- _SOURCE DOCUMENT_
((

# 2002 beetle no a/c several short to grounds codes from vag



## rangergd (Jul 24, 2012)

been viewing post for a while what a great site. this is what i have just got a hotmax vag and this is whats going on. the anti slip light on the epc light on and cel light on. no a/c could be fuse panel on top of battery looks a little melted changed 2 years ago. now for the codes abs brake reading says engine control module sporatic 013 chect dtc memory, p1425 evap valve short to ground, p1117 oxygen sensor heating circuit b1 s2 short to ground, p1435 secondary air pump relay J299 short to ground, p1421 secondary air injection valve short to ground, p1472 evap leak detection short to ground, p0102 maf sensor signal to low. I tried running the hvac and says link errors as does cent. elec and cent. locks. Any help would be great also on the readiness test cat failed - heat cat passed - evap system failed - sec air sys failed - heated 02 failed - egr passed. Car runs pretty good. 2002 beetle 1.8t thanks in advance everybody.


----------



## billymade (Jan 29, 2008)

Thats a ton of codes; as a typical procedure, I would clear ALL the codes and then take the car for a short drive. See what codes come back; when you scan the car again. Your looking for persistent codes that come back; the codes will be stored in the ecm indefinitely until you clear them... so who knows when or why the codes were triggered. 

As you noted; the a/c not working can be directly related to the melted fuse box; check out this link for more details. This could also lead to other electrical issues; that can affect other components and possible codes. 

http://www.aircondition.com/tech/questions/83/No-Compressor-Operation-in-Volkswagen-New-Beetle

If you want to look up each and every one of the codes stored; you can look them up at the rosstech wiki. Use the search feature in the top right hand corner or look up through the links towards the bottom on the page.

))

- _REQUIRED ACTIONS_
a - According to the forum thread, how long ago was the fuse panel on top of the battery changed?
b - Rewrite the passage of the forum thread from "As you noted;" up to and including "on the page.", putting "damaged fuse box" in place of "melted fuse box".

- _RECORDED DATA_
((

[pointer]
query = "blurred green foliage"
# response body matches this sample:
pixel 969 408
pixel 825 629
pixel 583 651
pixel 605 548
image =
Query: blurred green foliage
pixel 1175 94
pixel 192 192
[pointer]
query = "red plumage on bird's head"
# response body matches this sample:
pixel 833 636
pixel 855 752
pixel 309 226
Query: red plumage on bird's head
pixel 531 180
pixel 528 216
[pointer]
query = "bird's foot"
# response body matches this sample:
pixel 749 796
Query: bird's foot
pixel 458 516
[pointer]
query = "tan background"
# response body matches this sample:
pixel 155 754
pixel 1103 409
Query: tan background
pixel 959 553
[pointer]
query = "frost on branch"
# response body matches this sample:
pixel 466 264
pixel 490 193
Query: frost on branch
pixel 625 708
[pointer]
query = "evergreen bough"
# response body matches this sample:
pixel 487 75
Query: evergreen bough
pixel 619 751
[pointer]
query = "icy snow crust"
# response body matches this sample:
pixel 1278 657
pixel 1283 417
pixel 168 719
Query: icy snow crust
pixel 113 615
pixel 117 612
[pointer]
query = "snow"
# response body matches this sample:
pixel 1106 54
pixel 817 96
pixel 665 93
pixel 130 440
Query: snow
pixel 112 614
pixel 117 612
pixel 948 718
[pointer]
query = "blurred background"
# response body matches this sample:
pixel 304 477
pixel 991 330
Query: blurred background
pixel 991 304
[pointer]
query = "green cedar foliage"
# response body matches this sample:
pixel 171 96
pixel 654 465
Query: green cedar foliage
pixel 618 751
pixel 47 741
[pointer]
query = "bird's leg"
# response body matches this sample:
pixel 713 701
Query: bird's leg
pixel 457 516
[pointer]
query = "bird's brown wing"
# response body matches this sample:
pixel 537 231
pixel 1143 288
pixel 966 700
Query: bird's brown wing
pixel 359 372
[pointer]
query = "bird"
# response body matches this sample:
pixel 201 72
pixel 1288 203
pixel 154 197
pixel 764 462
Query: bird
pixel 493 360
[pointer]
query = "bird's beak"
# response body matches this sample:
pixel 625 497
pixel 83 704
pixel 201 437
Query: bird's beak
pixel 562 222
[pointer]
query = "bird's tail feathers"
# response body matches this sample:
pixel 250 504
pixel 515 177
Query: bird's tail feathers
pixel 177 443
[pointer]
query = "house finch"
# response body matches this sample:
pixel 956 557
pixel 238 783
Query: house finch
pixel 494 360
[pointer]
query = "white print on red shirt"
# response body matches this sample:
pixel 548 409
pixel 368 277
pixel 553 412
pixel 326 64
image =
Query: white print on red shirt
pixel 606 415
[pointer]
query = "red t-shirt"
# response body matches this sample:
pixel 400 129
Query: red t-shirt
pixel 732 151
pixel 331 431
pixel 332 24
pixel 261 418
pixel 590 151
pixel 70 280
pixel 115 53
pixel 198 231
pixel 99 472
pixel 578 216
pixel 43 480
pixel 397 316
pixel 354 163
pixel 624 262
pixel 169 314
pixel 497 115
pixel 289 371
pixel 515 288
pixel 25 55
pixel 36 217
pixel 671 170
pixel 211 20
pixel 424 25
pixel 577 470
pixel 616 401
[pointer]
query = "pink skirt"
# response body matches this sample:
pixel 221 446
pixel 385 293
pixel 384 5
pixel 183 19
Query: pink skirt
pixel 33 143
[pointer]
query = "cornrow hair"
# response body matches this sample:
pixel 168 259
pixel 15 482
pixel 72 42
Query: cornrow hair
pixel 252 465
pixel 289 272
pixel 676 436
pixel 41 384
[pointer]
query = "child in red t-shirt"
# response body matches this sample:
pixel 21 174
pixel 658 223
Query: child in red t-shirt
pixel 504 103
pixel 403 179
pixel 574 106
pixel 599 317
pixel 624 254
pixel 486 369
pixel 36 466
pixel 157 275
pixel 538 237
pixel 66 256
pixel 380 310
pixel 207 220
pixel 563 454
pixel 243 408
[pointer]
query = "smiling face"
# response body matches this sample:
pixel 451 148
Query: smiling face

))

- _LIST OF SOLUTIONS_
a - Two years ago.

b -
As you noted; the a/c not working can be directly related to the damaged fuse box; check out this link for more details. This could also lead to other electrical issues; that can affect other components and possible codes. 

http://www.aircondition.com/tech/questions/83/No-Compressor-Operation-in-Volkswagen-New-Beetle

If you want to look up each and every one of the codes stored; you can look them up at the rosstech wiki. Use the search feature in the top right hand corner or look up through the links towards the bottom on the page.